• Directive A
In the voice subroutine documentation, where do long return values appear under the Pascal calling convention?

• Text block
HPLASER.SCH -- schematic for Hewlett-Packard LaserJet printer
IBMPRO.SCH -- schematic for IBM Proprinter
If you received the Toolkit with any of the above files missing, please
notify Farpoint Software.
Description of Voice Subroutine Modules
---------------------------------------
The key software elements in the kit are two assembly language programs,
VRMOD.ASM and VPMOD.ASM, and their assembled OBJ files. These are not stand-
alone programs. They are designed to be linked with other programs to provide
the voice control routines. The calls associated with recording are in
VRMOD, and the calls associated with playback are in VPMOD. Any given program
may be linked with either or both of these modules. Typically, a program
designed for general distribution would be linked only with VPMOD, since
recording requires the hardware device.
The external hooks to the two modules consist of various "public" procedure
names. All procedures use the Pascal calling convention, since most high-level
language compilers can support this calling method. The Pascal calling
convention has the following meaning:
(1) Procedure names are all caps, and are not preceeded by an underscore.
(2) Procedures are called with "far" (intersegment) calls.
(3) Short return values appear in the AX register; long return values
appear in DX:AX.
(4) Parameters are pushed onto the stack in left-to-right order; i.e. the
first parameter in the list is pushed first. If the parameter is a
doubleword, then the high order word is pushed first.
(5) The called subroutine is responsible for clearing the parameters from
the stack upon return.
The above list will be of interest primarily to assembly language programmers.
When working in a high-level language, it is necessary only to make sure that
the compiler is using the proper calling method. For C programs, two header
files have been included. They are VRMOD.H and VPMOD.H. At the beginning of
any C program that uses the voice playback routines, insert the line:
#include "vpmod.h"
This file contains prototypes of all procedure calls in VPMOD.ASM, declared
in a way that causes the compiler to generate correct calling code.
The details of how each individual procedure call operates will be found in
the separate documents VRMOD.DOC and VPMOD.DOC. It is suggested that you
print these files for use as reference material while writing programs.
Example Programs
----------------
Note: "Make" files acceptable to Microsoft's NMAKE utility are included
for all the example programs. The compiler used was the Microsoft
C Compiler version 6.00A. The assembler was the Microsoft Macro
Assembler version 5.10. The make files are written to assume that
the compiler is installed to include the Large model library and
that the default operating system is "neither". If the compiler
defaults to DOS, then change the make files so that all occurrences
of "llibcer" become "llibce".
VRTEST.C (VRTEST.EXE):
[Related files: VRTEST, VRMOD.H, VRMOD.ASM]
This program is a simple recorder, written to demonstrate the use of
procedure calls into VRMOD. To execute the program, first attach the voice
digitizer to a COM port and turn the device on; then at the DOS prompt
type:
VRTEST <port #> <filename>
For example, to record from COM2 into file TESTFILE.VOI, type:
VRTEST 1 TESTFILE.VOI
Recording will begin at the beep. Before recording starts, the program will
display a message indicating the size in both bytes and seconds of the
available recording buffer. Recording will continue until either a key is
pressed or the buffer is full, at which time the buffer will be written to
disk.

[Outline entries for images]

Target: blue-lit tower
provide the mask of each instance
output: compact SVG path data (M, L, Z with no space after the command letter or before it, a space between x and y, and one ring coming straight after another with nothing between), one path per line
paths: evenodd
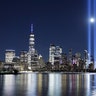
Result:
M29 51L28 51L28 69L29 70L35 70L39 68L39 62L38 62L39 57L34 46L35 46L35 38L33 34L33 24L31 24L31 34L29 37Z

• Directive B
Please swap "mask" for "outline" in the listing stretch from its start through the line containing "output: compact SVG". Return only those lines, with everything else unchanged.

• Final result A
In DX:AX.

• Final result B
Target: blue-lit tower
provide the outline of each instance
output: compact SVG path data (M, L, Z with no space after the command letter or before it, a space between x and y, and one ring coming straight after another with nothing between), one path per line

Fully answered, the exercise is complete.